**Page excerpt:**

--------

I usually don’t have guest bloggers. But sometimes a message comes along that is worth sharing.
My husband spent more than twenty years serving in the military. The well-being of veterans is very important to me.
So without further ado, I would like to share this post written by Emily Walsh, Community Outreach Blogger for the Mesothelioma Cancer Alliance.
In many ways, military life is different than civilian life. Since most veterans enter service shortly after they leave home, many do not learn the skills they need to keep themselves healthy. Adjusting to an unstructured life can be difficult for many, and veterans may need help from friends or family members to adjust appropriately. Here are some of the ways in
which friends and family members can help veterans make the adjustment to civilian life.
Make health a structured activity
One of the best ways to help veterans is to help them structure their lives. Many aspects of health can be greatly aided by structured routines. For example, setting aside particular times for cooking and preparing meals can help veterans eat healthy. In addition, viewing
exercise as a requirement instead of an optional activity may help as well. One problem many veterans face is not adjusting their eating habits after leaving the service; military personnel burn many calories during the day, and those who keep eating the same amount of food while reducing their physical activity will likely put on a significant amount of weight. Structure can help.
Regular medical examinations
Veterans are often trained to quietly suffer their pains, and many are reluctant to rely on doctors when their health may be at risk. Friends and family members can encourage veterans to see their doctors on a regular basis and be honest about any problems they are experiencing. Those who are suffering from cancer, for example, have much better survival
odds if their cancer is detected early. Unfortunately, some veterans may have come into contact with as asbestos during their service, and asbestos has been conclusively linked to the dangerous cancer mesothelioma. By stressing the importance of making medical examinations part of their lives, veterans can increase their odds of surviving illnesses.
Building support networks
Veterans rely on others who serve with them while the service, but some become isolated upon leaving the military. Unfortunately, this can lead to isolation and difficulty in making new friends. By encouraging veterans to reach out to others and to build a support network,
it may be possible to stave off the likelihood of mental illness while giving veterans a group of friends they can rely on if they need help.

--------

[Stored items]
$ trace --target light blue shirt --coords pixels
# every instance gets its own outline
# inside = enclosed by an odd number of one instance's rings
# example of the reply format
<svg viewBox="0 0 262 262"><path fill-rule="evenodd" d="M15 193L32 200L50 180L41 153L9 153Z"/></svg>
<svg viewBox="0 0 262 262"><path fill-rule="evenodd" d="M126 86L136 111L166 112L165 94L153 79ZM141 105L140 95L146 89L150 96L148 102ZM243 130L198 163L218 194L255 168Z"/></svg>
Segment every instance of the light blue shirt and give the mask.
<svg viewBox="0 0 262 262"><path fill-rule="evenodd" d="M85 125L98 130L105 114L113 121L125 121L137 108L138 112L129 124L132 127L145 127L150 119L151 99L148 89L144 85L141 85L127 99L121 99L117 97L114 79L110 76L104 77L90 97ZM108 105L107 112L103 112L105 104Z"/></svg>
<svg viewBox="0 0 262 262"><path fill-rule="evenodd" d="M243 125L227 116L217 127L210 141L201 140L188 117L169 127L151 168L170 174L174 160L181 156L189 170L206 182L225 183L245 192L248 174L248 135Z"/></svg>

--------

**Assignment 1:** Can you set down everything in the veterans' health post from "My husband spent" down to "Mesothelioma Cancer Alliance."?
**Assignment 2:** According to the veterans' health post, why might veterans put on a significant amount of weight after leaving the service?
The records have nothing to do with this.

**Worked solution 1:**
My husband spent more than twenty years serving in the military. The well-being of veterans is very important to me.
So without further ado, I would like to share this post written by Emily Walsh, Community Outreach Blogger for the Mesothelioma Cancer Alliance.

**Worked solution 2:** Military personnel burn many calories during the day. Veterans who keep eating the same amount of food after leaving the service while reducing their physical activity will likely gain a significant amount of weight.